• _TASK DESCRIPTION_
Collect each line of the records containing the string "building".

--- --- ---

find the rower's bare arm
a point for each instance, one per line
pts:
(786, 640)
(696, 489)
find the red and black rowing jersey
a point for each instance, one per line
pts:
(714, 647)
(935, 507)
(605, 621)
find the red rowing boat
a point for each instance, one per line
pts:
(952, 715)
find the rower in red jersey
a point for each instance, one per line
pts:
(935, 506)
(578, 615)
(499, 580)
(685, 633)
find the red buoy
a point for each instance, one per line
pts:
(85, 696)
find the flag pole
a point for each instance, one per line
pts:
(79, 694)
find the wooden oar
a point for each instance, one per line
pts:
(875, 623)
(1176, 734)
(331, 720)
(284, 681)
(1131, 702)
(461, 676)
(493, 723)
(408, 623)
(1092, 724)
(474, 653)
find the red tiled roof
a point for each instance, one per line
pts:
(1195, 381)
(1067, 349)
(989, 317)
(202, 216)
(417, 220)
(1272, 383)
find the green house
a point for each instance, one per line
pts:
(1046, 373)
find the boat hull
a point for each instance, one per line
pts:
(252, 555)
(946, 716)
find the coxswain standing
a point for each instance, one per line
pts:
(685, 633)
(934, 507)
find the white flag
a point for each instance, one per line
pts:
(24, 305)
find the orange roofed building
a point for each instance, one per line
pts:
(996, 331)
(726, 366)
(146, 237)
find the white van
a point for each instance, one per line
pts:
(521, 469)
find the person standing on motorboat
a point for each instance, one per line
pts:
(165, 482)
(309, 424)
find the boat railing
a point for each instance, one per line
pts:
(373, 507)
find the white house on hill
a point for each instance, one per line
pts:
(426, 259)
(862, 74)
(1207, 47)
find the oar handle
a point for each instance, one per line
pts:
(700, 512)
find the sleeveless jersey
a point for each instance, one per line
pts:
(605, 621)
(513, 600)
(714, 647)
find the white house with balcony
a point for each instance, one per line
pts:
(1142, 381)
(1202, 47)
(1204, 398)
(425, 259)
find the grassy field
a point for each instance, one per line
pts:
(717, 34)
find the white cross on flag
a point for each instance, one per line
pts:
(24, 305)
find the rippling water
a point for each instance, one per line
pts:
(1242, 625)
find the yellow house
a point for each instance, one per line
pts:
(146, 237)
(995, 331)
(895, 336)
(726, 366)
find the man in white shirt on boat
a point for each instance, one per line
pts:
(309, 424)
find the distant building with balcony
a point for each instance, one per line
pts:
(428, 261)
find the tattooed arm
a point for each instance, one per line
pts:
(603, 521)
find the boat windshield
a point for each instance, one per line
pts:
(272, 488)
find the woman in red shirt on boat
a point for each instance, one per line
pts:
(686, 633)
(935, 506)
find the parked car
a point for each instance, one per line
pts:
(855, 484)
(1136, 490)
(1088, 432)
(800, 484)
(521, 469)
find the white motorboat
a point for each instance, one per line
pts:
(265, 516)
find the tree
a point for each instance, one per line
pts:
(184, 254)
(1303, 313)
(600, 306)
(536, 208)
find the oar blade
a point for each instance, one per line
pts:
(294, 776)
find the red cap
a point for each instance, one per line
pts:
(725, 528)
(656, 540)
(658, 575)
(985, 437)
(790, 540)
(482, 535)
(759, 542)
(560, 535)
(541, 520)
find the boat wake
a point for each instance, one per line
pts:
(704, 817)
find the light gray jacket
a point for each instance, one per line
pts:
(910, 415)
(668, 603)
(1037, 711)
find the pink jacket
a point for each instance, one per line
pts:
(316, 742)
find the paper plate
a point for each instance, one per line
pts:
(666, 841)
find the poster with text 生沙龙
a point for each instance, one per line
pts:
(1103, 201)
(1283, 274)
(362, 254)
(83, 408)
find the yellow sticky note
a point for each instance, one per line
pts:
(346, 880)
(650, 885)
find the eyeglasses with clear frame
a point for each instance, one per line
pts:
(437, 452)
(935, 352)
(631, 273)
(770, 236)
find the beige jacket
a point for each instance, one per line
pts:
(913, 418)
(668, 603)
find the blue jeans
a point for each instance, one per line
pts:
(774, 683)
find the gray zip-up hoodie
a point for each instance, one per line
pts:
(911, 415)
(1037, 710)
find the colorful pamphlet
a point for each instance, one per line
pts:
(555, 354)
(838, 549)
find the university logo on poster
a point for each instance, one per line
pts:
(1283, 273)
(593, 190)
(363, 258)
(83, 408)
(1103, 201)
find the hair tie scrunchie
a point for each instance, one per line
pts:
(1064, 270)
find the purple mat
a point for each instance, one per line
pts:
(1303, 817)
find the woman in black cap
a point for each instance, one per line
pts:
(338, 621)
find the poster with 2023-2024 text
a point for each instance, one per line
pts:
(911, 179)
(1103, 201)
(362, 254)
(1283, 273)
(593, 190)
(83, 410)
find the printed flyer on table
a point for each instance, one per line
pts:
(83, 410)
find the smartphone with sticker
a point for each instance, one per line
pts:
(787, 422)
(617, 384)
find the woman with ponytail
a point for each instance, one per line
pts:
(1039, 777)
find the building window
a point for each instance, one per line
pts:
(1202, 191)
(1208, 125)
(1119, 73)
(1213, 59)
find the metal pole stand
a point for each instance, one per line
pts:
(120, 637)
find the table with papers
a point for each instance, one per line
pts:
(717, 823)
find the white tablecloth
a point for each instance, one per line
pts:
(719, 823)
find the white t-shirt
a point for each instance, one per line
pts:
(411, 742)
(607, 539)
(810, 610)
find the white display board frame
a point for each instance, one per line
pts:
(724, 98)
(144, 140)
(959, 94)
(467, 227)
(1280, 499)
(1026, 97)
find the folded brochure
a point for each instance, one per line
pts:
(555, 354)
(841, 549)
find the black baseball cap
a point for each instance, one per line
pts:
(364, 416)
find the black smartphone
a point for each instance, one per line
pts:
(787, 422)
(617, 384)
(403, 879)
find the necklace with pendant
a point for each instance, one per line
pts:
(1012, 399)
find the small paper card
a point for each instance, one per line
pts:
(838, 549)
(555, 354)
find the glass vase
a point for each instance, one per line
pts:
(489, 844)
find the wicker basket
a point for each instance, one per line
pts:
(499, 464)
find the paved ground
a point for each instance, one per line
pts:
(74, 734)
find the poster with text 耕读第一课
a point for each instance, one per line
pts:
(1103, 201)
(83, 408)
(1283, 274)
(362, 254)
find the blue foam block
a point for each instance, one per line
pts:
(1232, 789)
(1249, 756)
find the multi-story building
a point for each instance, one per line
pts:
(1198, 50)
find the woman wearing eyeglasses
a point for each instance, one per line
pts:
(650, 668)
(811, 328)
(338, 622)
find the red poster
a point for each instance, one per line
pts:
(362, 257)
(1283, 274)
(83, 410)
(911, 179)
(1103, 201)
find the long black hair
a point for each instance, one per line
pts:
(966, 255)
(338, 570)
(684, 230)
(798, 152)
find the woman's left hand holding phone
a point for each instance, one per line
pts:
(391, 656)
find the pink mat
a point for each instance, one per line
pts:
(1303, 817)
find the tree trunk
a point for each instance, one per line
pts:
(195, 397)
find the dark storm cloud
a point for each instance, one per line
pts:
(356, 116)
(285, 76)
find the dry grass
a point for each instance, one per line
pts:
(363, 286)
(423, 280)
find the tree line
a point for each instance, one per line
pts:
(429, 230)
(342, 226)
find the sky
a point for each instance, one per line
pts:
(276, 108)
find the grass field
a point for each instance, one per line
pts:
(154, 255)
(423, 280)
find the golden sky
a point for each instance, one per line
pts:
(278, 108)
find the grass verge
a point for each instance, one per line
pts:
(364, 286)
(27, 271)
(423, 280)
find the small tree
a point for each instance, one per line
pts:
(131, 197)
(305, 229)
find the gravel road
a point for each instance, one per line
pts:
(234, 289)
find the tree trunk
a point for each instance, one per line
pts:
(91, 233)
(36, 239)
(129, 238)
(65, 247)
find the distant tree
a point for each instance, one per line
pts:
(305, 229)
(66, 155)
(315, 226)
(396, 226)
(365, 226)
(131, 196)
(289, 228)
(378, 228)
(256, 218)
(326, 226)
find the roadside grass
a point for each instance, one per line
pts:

--- --- ---

• _TASK ANSWER_
find the orange roofed building
find the distant building with balcony
find the building window
find the multi-story building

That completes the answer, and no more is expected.